## begin Excerpted records

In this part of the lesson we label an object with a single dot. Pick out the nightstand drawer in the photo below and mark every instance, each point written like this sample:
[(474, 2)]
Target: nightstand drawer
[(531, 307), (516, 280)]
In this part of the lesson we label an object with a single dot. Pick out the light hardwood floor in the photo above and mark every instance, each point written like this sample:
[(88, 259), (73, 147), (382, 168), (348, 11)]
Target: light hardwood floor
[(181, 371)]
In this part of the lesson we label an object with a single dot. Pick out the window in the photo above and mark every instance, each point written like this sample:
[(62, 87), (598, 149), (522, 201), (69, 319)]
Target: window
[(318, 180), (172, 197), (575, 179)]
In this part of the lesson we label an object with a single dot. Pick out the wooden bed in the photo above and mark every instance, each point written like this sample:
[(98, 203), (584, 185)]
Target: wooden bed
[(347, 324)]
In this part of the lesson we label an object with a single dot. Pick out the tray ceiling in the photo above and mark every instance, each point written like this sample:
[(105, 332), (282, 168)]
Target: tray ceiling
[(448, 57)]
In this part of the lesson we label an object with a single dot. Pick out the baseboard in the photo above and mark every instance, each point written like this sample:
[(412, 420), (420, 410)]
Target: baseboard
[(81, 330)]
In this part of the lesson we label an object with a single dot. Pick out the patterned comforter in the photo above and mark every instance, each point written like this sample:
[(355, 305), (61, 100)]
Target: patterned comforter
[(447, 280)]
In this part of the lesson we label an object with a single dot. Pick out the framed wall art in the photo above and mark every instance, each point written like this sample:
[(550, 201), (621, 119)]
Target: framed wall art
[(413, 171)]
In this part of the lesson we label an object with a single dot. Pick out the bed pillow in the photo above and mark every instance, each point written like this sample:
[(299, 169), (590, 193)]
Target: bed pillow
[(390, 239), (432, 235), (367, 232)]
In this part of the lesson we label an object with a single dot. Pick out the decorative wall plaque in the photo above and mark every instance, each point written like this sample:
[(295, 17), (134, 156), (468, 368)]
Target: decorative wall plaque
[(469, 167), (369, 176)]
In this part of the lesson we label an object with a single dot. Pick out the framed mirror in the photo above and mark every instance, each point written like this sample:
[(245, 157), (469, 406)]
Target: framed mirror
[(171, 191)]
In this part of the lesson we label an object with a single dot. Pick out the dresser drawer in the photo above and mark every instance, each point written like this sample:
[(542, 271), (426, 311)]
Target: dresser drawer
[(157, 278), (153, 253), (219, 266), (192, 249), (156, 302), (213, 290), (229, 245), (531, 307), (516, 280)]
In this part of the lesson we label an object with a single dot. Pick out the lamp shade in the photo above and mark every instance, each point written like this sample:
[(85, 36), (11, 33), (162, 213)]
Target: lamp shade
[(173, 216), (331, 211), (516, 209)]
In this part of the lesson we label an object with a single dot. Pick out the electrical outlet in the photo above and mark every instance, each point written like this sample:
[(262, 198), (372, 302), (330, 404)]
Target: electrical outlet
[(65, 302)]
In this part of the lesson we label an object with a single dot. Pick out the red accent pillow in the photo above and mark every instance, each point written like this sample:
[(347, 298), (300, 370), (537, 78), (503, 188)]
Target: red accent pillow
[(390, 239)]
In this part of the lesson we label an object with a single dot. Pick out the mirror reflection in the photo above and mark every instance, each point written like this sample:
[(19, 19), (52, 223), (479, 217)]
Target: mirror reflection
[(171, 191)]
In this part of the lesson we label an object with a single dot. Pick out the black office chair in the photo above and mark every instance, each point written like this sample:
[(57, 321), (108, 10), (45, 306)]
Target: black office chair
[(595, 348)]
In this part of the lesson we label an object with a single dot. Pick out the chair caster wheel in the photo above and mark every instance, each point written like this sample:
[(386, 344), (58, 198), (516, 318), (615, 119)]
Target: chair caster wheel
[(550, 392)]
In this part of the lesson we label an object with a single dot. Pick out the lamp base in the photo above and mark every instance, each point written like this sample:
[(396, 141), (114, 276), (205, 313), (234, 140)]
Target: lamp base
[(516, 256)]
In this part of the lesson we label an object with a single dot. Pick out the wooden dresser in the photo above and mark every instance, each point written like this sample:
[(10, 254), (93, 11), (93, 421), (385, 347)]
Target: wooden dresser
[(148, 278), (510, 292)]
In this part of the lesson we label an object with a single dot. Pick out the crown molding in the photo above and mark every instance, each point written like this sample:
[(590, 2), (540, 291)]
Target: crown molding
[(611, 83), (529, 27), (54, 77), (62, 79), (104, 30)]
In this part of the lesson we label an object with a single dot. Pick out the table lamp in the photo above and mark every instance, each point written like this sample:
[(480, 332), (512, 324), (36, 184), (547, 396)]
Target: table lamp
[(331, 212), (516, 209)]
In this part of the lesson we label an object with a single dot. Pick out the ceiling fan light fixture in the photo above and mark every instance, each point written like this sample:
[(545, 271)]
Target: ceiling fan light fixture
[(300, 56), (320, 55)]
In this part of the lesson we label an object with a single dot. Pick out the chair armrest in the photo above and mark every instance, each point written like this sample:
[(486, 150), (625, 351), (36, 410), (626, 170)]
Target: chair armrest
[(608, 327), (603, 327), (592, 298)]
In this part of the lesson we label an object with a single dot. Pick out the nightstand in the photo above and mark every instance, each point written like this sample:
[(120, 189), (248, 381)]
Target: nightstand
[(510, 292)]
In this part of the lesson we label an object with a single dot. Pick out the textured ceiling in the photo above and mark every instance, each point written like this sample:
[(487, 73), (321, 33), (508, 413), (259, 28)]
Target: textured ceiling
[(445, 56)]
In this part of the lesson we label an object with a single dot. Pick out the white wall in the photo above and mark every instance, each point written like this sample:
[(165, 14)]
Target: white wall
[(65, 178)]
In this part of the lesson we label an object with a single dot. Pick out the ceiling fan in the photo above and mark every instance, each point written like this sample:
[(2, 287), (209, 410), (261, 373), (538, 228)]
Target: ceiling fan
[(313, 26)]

## end Excerpted records

Requirements =
Copy every row above word for word.

Output of the task =
In this part of the lesson we label an object with a single dot. Pick out the nightstand drawer in the photo below and mark every instance, each point written like this sample:
[(474, 2)]
Target: nightstand drawer
[(531, 307), (516, 280)]
In this part of the lesson we label an object with a single dot. Pick out the light hardwood floor in the photo above and mark every instance, each point written like this sample:
[(88, 259), (73, 147), (382, 168), (348, 11)]
Target: light hardwood floor
[(181, 371)]
In this part of the lesson we label an object with a single dot. Pick out the window in the photo above and mark every instance, each point written like this sample:
[(62, 87), (598, 149), (522, 201), (69, 319)]
Target: window
[(318, 180), (172, 197), (575, 179)]
In this part of the lesson we label an object with a single dot. Pick out the wooden bed in the photo above and mark every instance, each point written like this sample:
[(98, 203), (584, 185)]
Target: wooden bed
[(347, 324)]
In this part of the lesson we label an object with a single dot. Pick out the tray ceiling in the photo above and mark every instance, each point written like this sample:
[(105, 332), (282, 168)]
Target: tray ceiling
[(448, 57)]
In this part of the lesson we label an object with a single dot. Pick out the baseboard in the photo above and mark every instance, each point written like this sample:
[(412, 420), (420, 410)]
Target: baseboard
[(81, 330)]
In this part of the lesson we label an object with a single dot. Pick out the patterned comforter in the photo above and mark every instance, each point written like this sample:
[(355, 305), (61, 100)]
Target: patterned comforter
[(447, 280)]
In this part of the lesson we label an object with a single dot. Pick out the framed wall art in the photo above and mark every instance, each point written like this sample:
[(550, 201), (621, 119)]
Target: framed wall art
[(413, 171)]
In this part of the lesson we label an object with a single dot. Pick out the bed pillow in the photo above and mark every instance, each point written like this sample:
[(299, 169), (590, 193)]
Target: bed pillow
[(390, 239), (432, 235), (367, 232)]
In this part of the lesson we label an object with a single dot. Pick out the decorative wall plaque in the photo above and mark every instance, each point written like this sample:
[(295, 17), (134, 156), (468, 368)]
Target: decorative wall plaque
[(469, 167), (369, 176)]
In this part of the lesson we label an object with a single dot. Pick out the framed mirror in the photo above and mark every instance, each point written like this sample:
[(245, 157), (469, 406)]
Target: framed mirror
[(171, 191)]
In this part of the lesson we label an object with a single dot. Pick out the dresser drawer in the photo above and mark every instance, each point written like this sample:
[(542, 271), (426, 311)]
Target: dresser drawer
[(157, 278), (153, 253), (219, 266), (192, 249), (156, 302), (213, 290), (229, 245), (531, 307), (516, 280)]
In this part of the lesson we label an object with a single dot. Pick out the lamp shade in the photo above and mark every instance, each point written like this sample:
[(85, 36), (11, 33), (162, 213)]
Target: lamp shade
[(173, 216), (331, 211), (516, 209)]
In this part of the lesson we label an object with a single dot. Pick out the electrical outlet in the photo above and mark every instance, each point written like this sample:
[(262, 198), (372, 302), (330, 404)]
Target: electrical outlet
[(65, 302)]
In this part of the lesson we label an object with a single dot. Pick out the red accent pillow in the photo above and mark every instance, each point written like this sample:
[(347, 298), (300, 370), (537, 78), (503, 188)]
Target: red accent pillow
[(390, 239)]
In this part of the lesson we label an object with a single dot. Pick out the mirror reflection in the photo above and mark every instance, each point written like this sample:
[(19, 19), (52, 223), (479, 217)]
Target: mirror reflection
[(171, 191)]
In this part of the lesson we label an object with a single dot. Pick out the black office chair in the photo above and mark every instance, each point written like this sample:
[(57, 321), (108, 10), (45, 306)]
Target: black office chair
[(595, 348)]
In this part of the lesson we label an object with a single dot. Pick out the chair caster wheel in the photo above and mark every instance, each point written like this sample:
[(386, 344), (58, 198), (516, 318), (615, 119)]
Target: chair caster wheel
[(550, 392)]
In this part of the lesson we label an object with a single dot. Pick out the lamp base in the photo above and mark every instance, each point written like this sample:
[(396, 141), (114, 276), (205, 313), (234, 140)]
Target: lamp base
[(516, 256)]
In this part of the lesson we label an object with a single dot. Pick out the wooden dresser in the photo above and mark every instance, each point written like this sample:
[(10, 254), (93, 11), (93, 421), (385, 347)]
Target: wooden dresser
[(148, 278), (510, 292)]
In this part of the lesson we label an object with a single dot. Pick out the crown molding in the photo above and mark every instance, each point written like this sample:
[(590, 2), (540, 291)]
Target: crown molding
[(611, 83), (529, 27), (54, 77), (62, 79), (104, 30)]
In this part of the lesson we label an object with a single dot. Pick out the table lamp in the photo above and mark every instance, each point written like this sample:
[(480, 332), (512, 324), (36, 184), (547, 396)]
Target: table lamp
[(331, 212), (516, 209)]
In this part of the lesson we label an object with a single dot. Pick out the ceiling fan light fixture in the photo above and mark every instance, each point written like this sample:
[(545, 271)]
Target: ceiling fan light fixture
[(300, 56), (320, 55)]
In this part of the lesson we label an object with a single dot. Pick out the chair armrest in the photo above and mark every instance, each point written like this sample:
[(486, 150), (625, 351), (36, 410), (626, 170)]
Target: chair armrest
[(608, 327), (603, 327), (592, 298)]
In this part of the lesson we label an object with a single dot. Pick out the nightstand in the photo above and mark every instance, each point written like this sample:
[(120, 189), (248, 381)]
Target: nightstand
[(510, 292)]
In this part of the lesson we label an object with a single dot. Pick out the textured ceiling in the photo above and mark every instance, each point written like this sample:
[(487, 73), (321, 33), (508, 413), (259, 28)]
Target: textured ceiling
[(445, 56)]
In this part of the lesson we label an object with a single dot. Pick out the white wall in the photo above and mark every instance, each point written like this sample:
[(165, 14)]
Target: white wall
[(65, 178)]
In this part of the lesson we label an object with a single dot. Pick out the ceiling fan in the photo above and mark every instance, each point written like this sample:
[(2, 287), (209, 410), (261, 373), (538, 228)]
Target: ceiling fan
[(313, 26)]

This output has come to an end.